Please transcribe every record below exactly as written.
═════ RECORDS ═════
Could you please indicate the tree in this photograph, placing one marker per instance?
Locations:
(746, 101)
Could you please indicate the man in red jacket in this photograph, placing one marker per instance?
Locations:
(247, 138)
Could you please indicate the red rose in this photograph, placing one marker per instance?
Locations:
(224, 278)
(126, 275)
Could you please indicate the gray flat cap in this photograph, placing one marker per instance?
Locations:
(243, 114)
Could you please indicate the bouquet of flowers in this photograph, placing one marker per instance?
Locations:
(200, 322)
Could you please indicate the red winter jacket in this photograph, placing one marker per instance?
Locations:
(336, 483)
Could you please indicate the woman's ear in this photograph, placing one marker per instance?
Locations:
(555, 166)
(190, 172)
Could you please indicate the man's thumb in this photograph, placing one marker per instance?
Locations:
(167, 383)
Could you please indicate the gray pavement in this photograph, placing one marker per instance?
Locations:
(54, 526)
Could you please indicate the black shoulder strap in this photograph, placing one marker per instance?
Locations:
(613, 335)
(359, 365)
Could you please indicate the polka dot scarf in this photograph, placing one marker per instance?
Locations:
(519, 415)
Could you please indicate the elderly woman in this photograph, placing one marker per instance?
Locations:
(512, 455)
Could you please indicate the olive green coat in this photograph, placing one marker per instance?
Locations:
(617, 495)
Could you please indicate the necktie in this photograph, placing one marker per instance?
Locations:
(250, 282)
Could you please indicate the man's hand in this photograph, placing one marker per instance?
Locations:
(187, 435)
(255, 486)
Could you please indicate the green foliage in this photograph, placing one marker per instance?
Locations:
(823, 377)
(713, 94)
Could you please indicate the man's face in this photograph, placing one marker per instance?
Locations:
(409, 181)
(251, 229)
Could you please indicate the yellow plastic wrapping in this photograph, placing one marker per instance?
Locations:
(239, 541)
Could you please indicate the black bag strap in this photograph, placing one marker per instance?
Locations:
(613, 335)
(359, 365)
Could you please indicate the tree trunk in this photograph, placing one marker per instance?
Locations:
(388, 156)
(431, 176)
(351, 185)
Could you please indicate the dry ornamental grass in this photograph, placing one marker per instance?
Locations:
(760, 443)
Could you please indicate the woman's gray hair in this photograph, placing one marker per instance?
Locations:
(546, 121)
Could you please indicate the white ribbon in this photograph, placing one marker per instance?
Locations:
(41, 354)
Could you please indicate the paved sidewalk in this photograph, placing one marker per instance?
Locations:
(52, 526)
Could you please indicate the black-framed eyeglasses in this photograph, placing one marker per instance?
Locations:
═════
REPLY
Could you please indicate the tree in this photograph, placing one marker per instance?
Locations:
(746, 101)
Could you please indicate the man in red jacket in this photograph, placing one marker per instance?
Locations:
(247, 138)
Could you please indicate the red rose in this photograph, placing one marker per instance?
Locations:
(224, 278)
(126, 275)
Could you please indicate the gray flat cap in this photograph, placing one marker per instance?
Locations:
(243, 114)
Could you please indicate the bouquet of flowers in this photograph, placing one marker per instance?
Locations:
(200, 322)
Could you please indicate the red winter jacket in this photograph, placing one marker per instance?
Locations:
(336, 483)
Could you please indicate the woman's ear in this photograph, placing one marker per instance?
Locations:
(555, 166)
(190, 172)
Could you please indicate the man's thumb in this photograph, placing one marker per instance?
Locations:
(167, 383)
Could you please indicate the gray pavement in this photograph, placing one marker per instance?
Locations:
(54, 526)
Could you please indicate the black shoulder strap in this photograph, placing one marker per instance?
Locations:
(613, 335)
(359, 365)
Could you please indicate the polka dot scarf in this photograph, placing one marker per instance?
Locations:
(519, 415)
Could you please indicate the elderly woman in this photograph, placing one marker per instance?
Locations:
(512, 455)
Could you please indicate the olive green coat in this photograph, placing one marker per instance?
Locations:
(617, 495)
Could you please indicate the necktie in this photograph, placing one marker per instance?
Locations:
(250, 282)
Could you please indicate the man's hand in this photograph, placing one marker per instance?
Locations:
(187, 435)
(255, 486)
Could you please indicate the green foliage in this photograph, placing one marker per instance?
Locations:
(823, 377)
(713, 94)
Could you please indicate the man's face in this photograph, placing one marker per instance?
Locations:
(409, 181)
(251, 229)
Could you please indicate the yellow plastic wrapping in this photograph, placing one marker per instance?
Locations:
(239, 541)
Could you please indicate the black bag strap in this photograph, placing one marker per instance?
Locations:
(613, 335)
(359, 365)
Could you please indicate the tree trunk in this photograph, placing one marker per instance?
Locations:
(388, 156)
(431, 176)
(351, 185)
Could you please indicate the dry ornamental grass in this photograph, placing one marker per instance?
Locations:
(760, 443)
Could you please indicate the woman's gray hair in this photograph, placing one marker per instance?
Locations:
(546, 121)
Could you please indicate the white ribbon in this photograph, placing one marker per instance?
Locations:
(41, 354)
Could you please indicate the paved sidewalk in this photograph, placing one marker per instance?
Locations:
(52, 526)
Could you please indicate the black-framed eyeglasses in this photograph, placing one marker per instance?
Locations:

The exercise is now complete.